=== Listing ===
begin
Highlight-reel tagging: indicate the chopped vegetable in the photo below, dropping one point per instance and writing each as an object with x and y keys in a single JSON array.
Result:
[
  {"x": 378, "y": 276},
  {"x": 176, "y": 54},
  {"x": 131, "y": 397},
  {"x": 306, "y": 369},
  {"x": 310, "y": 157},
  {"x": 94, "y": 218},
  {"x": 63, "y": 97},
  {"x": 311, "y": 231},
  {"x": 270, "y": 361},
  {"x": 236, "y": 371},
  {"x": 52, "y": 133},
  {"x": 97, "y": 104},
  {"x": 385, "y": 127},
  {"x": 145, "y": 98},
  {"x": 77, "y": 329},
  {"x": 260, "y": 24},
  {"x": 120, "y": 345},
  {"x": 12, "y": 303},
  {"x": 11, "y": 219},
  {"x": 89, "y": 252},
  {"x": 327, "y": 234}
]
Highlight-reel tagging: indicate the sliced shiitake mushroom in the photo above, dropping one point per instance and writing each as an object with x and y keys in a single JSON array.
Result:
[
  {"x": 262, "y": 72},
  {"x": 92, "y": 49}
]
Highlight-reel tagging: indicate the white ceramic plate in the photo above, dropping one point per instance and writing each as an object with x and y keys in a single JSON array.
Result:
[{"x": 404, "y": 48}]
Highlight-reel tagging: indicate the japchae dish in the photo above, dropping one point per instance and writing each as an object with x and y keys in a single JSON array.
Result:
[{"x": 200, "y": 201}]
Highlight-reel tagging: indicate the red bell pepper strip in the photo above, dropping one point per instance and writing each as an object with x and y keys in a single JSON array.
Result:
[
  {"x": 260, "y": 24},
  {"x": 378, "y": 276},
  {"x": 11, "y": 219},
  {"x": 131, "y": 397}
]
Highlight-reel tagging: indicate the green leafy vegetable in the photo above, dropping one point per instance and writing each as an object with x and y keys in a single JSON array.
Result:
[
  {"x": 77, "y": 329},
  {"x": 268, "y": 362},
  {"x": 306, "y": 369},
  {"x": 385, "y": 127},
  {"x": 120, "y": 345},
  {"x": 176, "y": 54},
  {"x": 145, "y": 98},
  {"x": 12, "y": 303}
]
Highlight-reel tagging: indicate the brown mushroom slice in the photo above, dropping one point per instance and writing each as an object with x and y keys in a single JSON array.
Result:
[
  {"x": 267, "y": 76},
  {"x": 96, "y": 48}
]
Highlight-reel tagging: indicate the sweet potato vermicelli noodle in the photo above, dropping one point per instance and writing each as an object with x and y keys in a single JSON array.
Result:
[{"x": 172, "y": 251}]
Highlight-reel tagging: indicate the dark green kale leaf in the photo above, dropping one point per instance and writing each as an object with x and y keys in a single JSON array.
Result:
end
=== Problem description ===
Please change "kale leaf" to "spinach leaf" in the part that opens with the line containing "Highlight-reel tagging: indicate the dark" and closes at the end of the listing, keeping everything else the same. Return only those lines.

=== The answer ===
Highlight-reel tagging: indicate the dark green spinach leaf in the photo above, dropping one point per instance and writing each as an object with x and y keys in a single JSON array.
Result:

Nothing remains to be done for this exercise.